[Task]
Write out the records without changes, beginning at the line that contains "Where can you see the husky" and continuing through the line that contains "column 458, row 220", with both of those lines included.

[Information supplied]
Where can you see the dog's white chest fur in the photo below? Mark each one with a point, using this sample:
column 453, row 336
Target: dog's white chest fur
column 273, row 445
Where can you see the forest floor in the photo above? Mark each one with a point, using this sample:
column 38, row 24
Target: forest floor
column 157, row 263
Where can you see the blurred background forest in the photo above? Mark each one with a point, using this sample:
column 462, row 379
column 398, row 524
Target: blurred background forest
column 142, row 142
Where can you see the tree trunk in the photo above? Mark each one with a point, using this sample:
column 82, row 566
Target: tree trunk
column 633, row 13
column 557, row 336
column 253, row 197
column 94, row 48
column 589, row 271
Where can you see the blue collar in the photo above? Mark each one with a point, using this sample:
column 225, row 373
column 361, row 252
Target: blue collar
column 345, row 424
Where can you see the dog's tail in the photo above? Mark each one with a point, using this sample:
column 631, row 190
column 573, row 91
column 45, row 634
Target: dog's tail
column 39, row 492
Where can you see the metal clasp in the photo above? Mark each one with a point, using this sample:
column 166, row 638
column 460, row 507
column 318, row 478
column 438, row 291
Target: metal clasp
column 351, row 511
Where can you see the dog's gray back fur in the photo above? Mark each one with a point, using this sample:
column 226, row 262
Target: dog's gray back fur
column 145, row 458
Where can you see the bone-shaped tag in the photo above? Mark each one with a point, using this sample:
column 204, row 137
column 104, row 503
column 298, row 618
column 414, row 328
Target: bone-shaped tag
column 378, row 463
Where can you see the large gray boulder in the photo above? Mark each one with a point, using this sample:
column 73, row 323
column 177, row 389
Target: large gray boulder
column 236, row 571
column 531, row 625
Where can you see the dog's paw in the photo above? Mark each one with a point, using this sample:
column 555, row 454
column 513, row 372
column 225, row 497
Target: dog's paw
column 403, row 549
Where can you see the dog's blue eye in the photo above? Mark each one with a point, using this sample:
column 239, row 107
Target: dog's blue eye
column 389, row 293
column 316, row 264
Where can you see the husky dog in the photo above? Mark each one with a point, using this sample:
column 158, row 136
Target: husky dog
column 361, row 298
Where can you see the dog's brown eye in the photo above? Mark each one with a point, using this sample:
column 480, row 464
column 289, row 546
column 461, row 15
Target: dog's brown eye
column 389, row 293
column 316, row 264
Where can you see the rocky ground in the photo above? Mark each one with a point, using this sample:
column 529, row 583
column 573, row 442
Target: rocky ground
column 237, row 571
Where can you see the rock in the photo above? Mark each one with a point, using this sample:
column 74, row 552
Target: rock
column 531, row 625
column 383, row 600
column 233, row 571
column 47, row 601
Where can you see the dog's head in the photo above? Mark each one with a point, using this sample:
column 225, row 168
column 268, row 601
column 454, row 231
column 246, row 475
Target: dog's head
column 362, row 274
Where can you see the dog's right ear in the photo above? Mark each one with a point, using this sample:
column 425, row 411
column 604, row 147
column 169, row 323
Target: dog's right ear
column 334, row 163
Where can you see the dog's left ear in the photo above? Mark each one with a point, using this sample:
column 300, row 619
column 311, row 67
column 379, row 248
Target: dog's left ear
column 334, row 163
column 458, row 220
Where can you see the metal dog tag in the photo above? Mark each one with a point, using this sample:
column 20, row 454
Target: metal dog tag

[Reply to the task]
Where can you see the husky dog in the photo above? Mark each one with a point, using this sample:
column 158, row 136
Target: husky dog
column 361, row 298
Where can you see the dog's brown eye in the photo above? Mark each one with a point, using this sample:
column 480, row 464
column 289, row 546
column 461, row 15
Target: dog's brown eye
column 389, row 293
column 316, row 264
Where can you see the rocky ground in the photo above? Mark each one with a point, using this sample:
column 529, row 583
column 573, row 442
Target: rocky ground
column 237, row 571
Where can you see the rock in the photo above? Mark each one with a point, using this sample:
column 74, row 552
Target: rock
column 531, row 625
column 383, row 600
column 233, row 571
column 47, row 601
Where can you see the dog's head in the photo above? Mark each one with a point, using this sample:
column 225, row 168
column 268, row 601
column 454, row 231
column 246, row 475
Target: dog's head
column 362, row 274
Where can you see the dog's right ear in the photo above? Mark each one with a point, using this sample:
column 425, row 411
column 604, row 147
column 169, row 323
Target: dog's right ear
column 334, row 163
Where can you see the dog's left ear in the photo above? Mark each one with a point, using this sample:
column 300, row 619
column 311, row 67
column 379, row 248
Target: dog's left ear
column 334, row 163
column 458, row 220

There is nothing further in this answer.